**Region pointing data:**
□ □ □ □ □ □ □
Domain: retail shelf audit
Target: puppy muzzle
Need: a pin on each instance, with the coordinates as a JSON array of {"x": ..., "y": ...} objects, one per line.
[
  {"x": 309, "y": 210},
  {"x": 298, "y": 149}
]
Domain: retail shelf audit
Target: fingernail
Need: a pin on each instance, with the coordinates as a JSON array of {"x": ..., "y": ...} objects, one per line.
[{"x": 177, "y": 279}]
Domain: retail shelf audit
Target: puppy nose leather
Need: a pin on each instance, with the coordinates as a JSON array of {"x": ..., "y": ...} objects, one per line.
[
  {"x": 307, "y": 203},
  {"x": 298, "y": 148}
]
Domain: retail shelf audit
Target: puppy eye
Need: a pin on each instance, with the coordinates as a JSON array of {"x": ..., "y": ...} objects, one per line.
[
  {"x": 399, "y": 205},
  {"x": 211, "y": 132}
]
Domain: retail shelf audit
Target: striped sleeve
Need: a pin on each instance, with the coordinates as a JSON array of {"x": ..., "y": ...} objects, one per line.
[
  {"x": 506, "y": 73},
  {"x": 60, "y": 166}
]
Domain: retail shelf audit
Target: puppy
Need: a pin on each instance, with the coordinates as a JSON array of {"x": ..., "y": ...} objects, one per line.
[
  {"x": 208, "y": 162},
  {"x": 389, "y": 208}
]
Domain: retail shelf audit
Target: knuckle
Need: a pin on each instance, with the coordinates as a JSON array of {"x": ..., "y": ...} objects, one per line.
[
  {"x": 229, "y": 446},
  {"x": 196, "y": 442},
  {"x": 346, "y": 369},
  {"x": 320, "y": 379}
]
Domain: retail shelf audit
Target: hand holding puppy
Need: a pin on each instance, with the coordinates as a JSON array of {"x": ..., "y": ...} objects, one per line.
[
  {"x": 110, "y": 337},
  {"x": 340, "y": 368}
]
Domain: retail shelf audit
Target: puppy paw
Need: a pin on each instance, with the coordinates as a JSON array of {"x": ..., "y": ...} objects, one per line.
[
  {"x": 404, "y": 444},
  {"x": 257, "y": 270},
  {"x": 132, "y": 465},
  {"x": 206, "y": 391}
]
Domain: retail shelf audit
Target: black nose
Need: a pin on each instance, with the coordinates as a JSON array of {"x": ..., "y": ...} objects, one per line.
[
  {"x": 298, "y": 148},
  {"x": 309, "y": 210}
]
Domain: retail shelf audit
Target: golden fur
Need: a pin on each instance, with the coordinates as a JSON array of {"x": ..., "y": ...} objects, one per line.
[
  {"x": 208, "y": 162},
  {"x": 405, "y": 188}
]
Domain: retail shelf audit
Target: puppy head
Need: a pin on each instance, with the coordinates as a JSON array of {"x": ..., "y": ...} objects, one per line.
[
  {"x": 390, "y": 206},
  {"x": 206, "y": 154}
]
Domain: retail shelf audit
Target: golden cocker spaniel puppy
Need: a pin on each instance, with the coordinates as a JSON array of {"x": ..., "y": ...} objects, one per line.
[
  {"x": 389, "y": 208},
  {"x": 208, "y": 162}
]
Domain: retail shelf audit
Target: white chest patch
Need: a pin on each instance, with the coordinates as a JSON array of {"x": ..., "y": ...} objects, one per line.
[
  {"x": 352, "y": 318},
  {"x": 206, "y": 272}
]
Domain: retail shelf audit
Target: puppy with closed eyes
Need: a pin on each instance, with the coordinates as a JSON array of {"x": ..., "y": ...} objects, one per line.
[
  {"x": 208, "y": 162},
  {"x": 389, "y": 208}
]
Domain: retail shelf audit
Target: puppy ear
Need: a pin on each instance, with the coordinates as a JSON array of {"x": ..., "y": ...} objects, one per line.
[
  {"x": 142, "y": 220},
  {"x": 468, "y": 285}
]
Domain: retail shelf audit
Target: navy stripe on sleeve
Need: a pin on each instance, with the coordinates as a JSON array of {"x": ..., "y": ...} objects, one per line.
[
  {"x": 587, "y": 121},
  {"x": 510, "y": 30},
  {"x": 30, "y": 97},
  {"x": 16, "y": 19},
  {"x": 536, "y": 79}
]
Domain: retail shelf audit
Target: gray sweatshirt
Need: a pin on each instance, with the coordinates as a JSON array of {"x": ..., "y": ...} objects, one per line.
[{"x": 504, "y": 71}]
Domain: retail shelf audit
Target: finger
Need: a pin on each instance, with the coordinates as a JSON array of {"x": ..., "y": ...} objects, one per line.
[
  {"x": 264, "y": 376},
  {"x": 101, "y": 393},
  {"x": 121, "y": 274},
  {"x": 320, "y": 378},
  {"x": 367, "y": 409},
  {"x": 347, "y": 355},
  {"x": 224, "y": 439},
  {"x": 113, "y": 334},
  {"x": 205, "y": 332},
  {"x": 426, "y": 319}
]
□ □ □ □ □ □ □
**Your objective:**
Exactly how many lines in the data above hold "puppy"? State that number only.

**Reply:**
10